> Alıntı Metin
BAYRAMIN BUGÜNKÜ ADINI KİM VERDİ?
Bu iki bayramı tek bir ad altında resmen birleştirme işi ise 12 Eylül 1980 darbecilerine kaldı. Mehmet Ö. Alkan’a göre darbeden sonraki ilk 23 Nisan’da, bayramın gerekçesi olan TBMM’yi ortadan kaldırmış olduklarını fark eden darbeciler meseleyi, bayramın adına bir ekleme yaparak çözmeyi düşünmüşlerdi. 17 Mart 1981’de alelacele çıkarılan bir kanunla bayramın adı “Ulusal Egemenlik Bayramı ve Çocuk Bayramı” yapılmıştı. (Birkaç ay sonra da yıllardır bu bayramı şu veya bu adla da olsa “çocuk bayramı” olarak kutlayan Himaye-i Etfal Cemiyeti’nin devamı olan Çocuk Esirgeme Kurumu feshedilecekti.) Durum çok ilginçti çünkü ortada TBMM olmadığına göre “ulusal/milli egemenlik” de yoktu. Bu arada bayram yalnızca anaokulu ve ilkokullarda kutlanabilecekti.
Darbeciler seçimlerin yapılacağı dolayısıyla TBMM’nin yeniden işlevsel olacağı 1983 yılında kanundaki “ana ve ilkokullar düzeyinde törenler yapılır” ibaresi kaldırdılar. O tarihten itibaren bayram giderek şenlenmeye başladı ve bayramın “Atatürk’ün bugünü çocuklara armağan ettiği” söylencesi dolaşıma sokuldu.
24 NİSAN’I 23 NİSAN’LA BOĞMA FİKRİ KİMİN?

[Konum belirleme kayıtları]
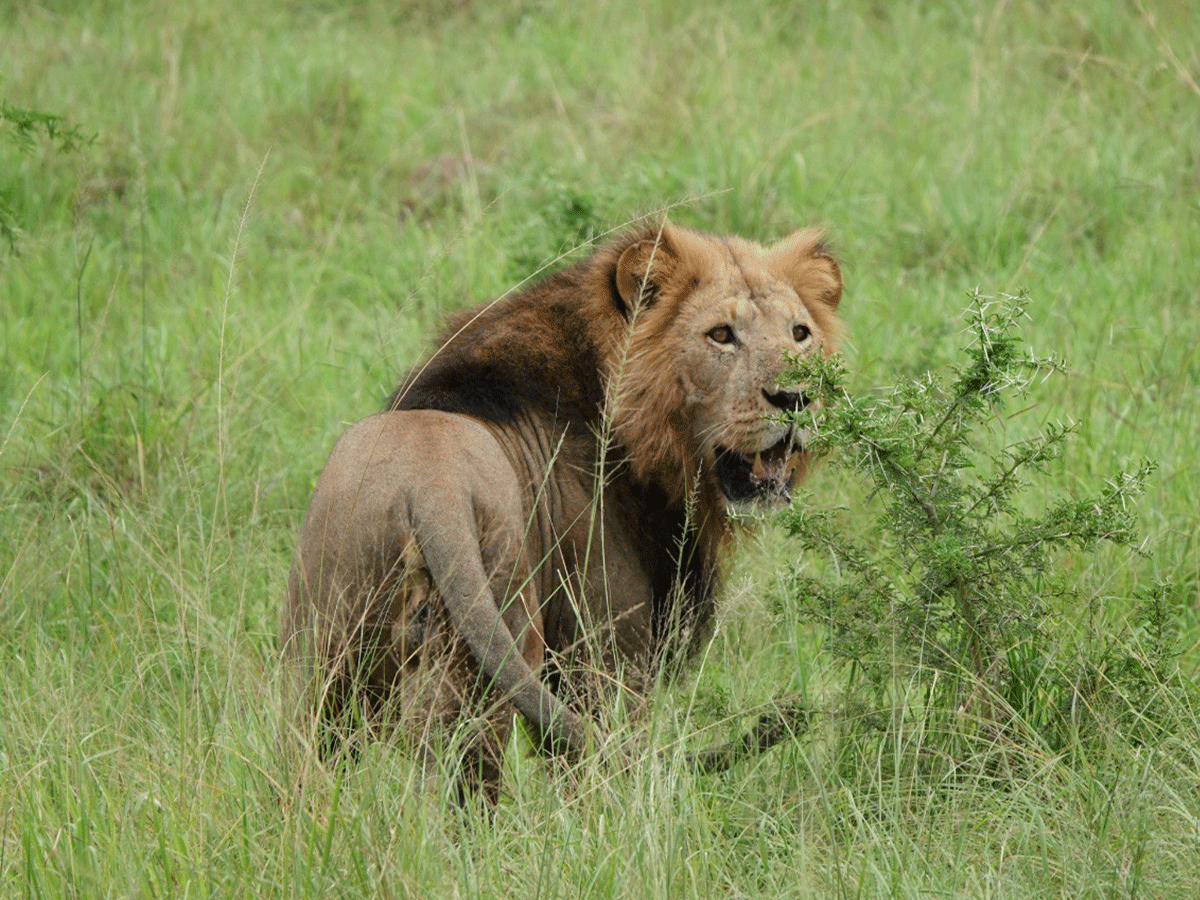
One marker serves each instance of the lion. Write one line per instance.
(550, 495)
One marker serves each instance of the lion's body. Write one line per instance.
(552, 486)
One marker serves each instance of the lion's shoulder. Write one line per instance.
(532, 353)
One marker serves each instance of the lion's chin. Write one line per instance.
(760, 479)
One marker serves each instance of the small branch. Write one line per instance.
(787, 719)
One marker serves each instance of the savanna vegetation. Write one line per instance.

> Etkinliğin Amacı
23 Nisan bayramının adını konu alan metni, en sondaki başlığın ardından devam ettirin.

> Görev Çıktısı
İki yıl sonra konu bir başka bağlamda önem kazandı. Anayasa Profesörü Mümtaz Soysal 17 Nisan 1985 tarihli Milliyet yazısında şöyle akıl veriyordu devletlülere:
“(…) Tarih 25 Nisan 1915. Yani 24 Nisan 1915’ten bir gün sonra. 24 Nisan 1915 ise Ermeni tedhişçilere sorarsanız ‘soykırım’ın başlangıç tarihidir. (…) Ama yetmiş yıldır tek yanlı işleyen propaganda mekanizması öyle bir günü ‘soykırımın başlangıcı’ olarak dünyaya satmaya çalışmaktadır. Gelecek hafta onun şamatasını yaşayacağız yeniden. Oysa rastlantılar o şamatayı çok daha anlamlı ve geçmişin savaşlarından geleceğin barışına uzanan, insanların kardeşliğini vurgulayan törenlerle boğabilmek için elimize bölünmez bir fırsat vermiştir. (…) Bunu 25 Nisan günü, yani 24 Nisan’ın karşı propagandasıyla dünya çalkalandıktan bir gün sonra yapmak yerine, Amiral de Robeck’in Limni’de Çanakkale çıkarması emrini bütün müttefik gemilerine duyurduğu 23 Nisan’da başlatmak ve üç gün sürecek ilginç programlarla dünyanın ilgisini uyanık tutup öbür propagandayı gölgelemek akıllıca bir iş olmaz mıydı? Hep savunmada kalmak ve başkalarını geriden izlemek bizim alnımızda mı yazılıdır?”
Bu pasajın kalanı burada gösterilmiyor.